作業の目的:
「silver fish => bbox」を含む行から記録の最後までの行を両端も含めてすべて書き直し、回答に含まれる座標の数値をそれぞれ114ずつずらしてください。

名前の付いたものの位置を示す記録
_ _ _ _ _

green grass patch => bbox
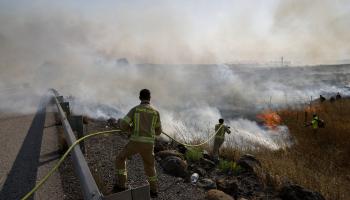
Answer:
[185,148,203,162]
[218,160,243,175]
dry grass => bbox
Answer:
[222,99,350,200]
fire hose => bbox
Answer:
[21,125,223,200]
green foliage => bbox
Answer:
[218,160,243,175]
[185,148,203,162]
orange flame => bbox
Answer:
[256,111,281,129]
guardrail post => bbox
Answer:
[60,102,70,117]
[52,90,103,200]
[68,115,85,153]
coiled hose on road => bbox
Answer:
[21,125,223,200]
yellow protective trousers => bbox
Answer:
[116,141,158,192]
[213,136,225,158]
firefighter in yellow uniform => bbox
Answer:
[114,89,162,197]
[213,119,231,161]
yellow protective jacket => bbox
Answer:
[120,101,162,144]
[215,124,231,139]
[311,116,319,129]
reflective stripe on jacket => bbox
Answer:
[311,117,319,129]
[120,101,162,144]
[215,124,231,139]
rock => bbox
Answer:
[176,144,187,154]
[199,158,215,170]
[237,154,261,172]
[216,178,238,197]
[203,150,212,160]
[205,189,234,200]
[154,137,169,153]
[278,184,325,200]
[157,150,184,159]
[197,178,216,190]
[193,167,207,176]
[161,156,187,177]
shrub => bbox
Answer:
[218,160,242,175]
[185,148,203,162]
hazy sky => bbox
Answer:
[0,0,350,63]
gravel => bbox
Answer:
[85,121,205,200]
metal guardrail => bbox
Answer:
[51,89,150,200]
[52,90,103,200]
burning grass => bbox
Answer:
[222,99,350,199]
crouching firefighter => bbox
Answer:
[113,89,162,197]
[213,119,231,161]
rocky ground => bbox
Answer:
[60,120,324,200]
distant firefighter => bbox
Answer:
[213,119,231,161]
[320,95,326,102]
[335,92,341,100]
[114,89,162,198]
[306,113,325,133]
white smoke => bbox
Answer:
[0,1,350,149]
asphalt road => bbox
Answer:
[0,97,65,200]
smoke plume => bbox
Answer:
[0,0,350,149]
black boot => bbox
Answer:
[113,184,129,193]
[150,190,158,198]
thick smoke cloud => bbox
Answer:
[0,1,349,148]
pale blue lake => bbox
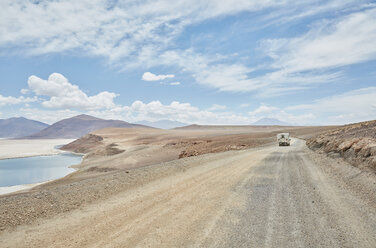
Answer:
[0,153,81,187]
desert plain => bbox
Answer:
[0,126,376,247]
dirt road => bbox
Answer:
[0,140,376,247]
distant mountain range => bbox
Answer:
[25,115,149,139]
[252,118,292,126]
[0,117,49,138]
[136,120,188,129]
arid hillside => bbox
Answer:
[307,120,376,172]
[62,125,333,173]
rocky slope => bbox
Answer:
[307,120,376,172]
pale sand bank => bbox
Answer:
[0,139,73,159]
[0,181,49,195]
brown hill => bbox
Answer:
[25,115,151,139]
[307,120,376,171]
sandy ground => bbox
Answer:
[0,139,73,159]
[0,140,376,247]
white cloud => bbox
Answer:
[266,8,376,73]
[153,8,376,97]
[28,73,117,110]
[208,104,227,111]
[248,104,279,116]
[0,0,293,62]
[94,101,249,124]
[0,0,375,96]
[0,95,38,107]
[286,87,376,124]
[142,72,175,81]
[20,89,29,95]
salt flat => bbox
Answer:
[0,139,73,159]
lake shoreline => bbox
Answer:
[0,139,84,196]
[0,139,74,160]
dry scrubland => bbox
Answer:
[62,125,334,173]
[307,120,376,172]
[0,126,376,248]
[0,125,333,231]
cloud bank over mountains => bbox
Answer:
[0,0,376,124]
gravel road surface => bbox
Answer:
[0,139,376,247]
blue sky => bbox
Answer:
[0,0,376,125]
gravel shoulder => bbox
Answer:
[0,140,376,247]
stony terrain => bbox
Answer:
[307,120,376,172]
[0,139,376,248]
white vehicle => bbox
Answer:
[277,133,291,146]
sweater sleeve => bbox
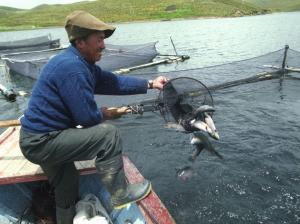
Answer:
[95,66,148,95]
[58,71,102,127]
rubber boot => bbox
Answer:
[56,205,76,224]
[96,155,151,209]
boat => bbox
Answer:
[1,42,158,79]
[0,34,60,55]
[0,126,175,224]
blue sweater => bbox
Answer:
[21,46,147,133]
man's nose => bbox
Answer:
[99,41,105,50]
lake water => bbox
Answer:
[0,12,300,224]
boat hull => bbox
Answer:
[0,127,175,224]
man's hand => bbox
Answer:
[100,107,130,120]
[149,76,168,90]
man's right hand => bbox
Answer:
[100,107,130,120]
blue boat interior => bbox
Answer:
[0,174,146,224]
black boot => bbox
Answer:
[56,205,76,224]
[96,155,151,209]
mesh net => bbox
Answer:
[2,42,157,79]
[95,45,300,109]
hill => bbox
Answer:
[245,0,300,12]
[0,0,267,30]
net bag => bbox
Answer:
[159,77,214,131]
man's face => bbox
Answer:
[77,31,105,64]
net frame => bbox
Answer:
[158,77,214,123]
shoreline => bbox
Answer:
[0,12,288,32]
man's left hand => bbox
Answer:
[153,76,168,90]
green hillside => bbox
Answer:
[245,0,300,11]
[0,0,267,30]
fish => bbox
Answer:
[189,131,223,161]
[175,165,194,180]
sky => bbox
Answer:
[0,0,94,9]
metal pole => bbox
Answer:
[282,45,289,73]
[170,37,178,56]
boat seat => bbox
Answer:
[0,127,96,185]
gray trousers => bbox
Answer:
[20,123,122,208]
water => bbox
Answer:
[0,12,300,223]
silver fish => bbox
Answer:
[190,132,223,161]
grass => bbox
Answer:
[0,0,290,30]
[245,0,300,12]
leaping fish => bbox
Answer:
[189,132,223,161]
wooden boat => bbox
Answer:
[0,34,60,55]
[0,127,175,224]
[1,42,158,79]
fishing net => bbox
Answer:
[158,77,213,131]
[0,42,158,79]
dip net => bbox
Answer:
[158,77,213,126]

_ _ _ _ _

完成した作業:
silver fish => bbox
Answer:
[304,246,337,275]
grass => bbox
Answer:
[114,114,404,144]
[359,114,414,126]
leaping fish => bbox
Answer:
[303,246,337,275]
wooden boat => bbox
Answer:
[114,148,174,169]
[114,241,289,338]
[115,156,272,193]
fishing net => bbox
Answer:
[272,191,327,245]
[114,156,272,193]
dip net => bbox
Answer:
[272,191,327,240]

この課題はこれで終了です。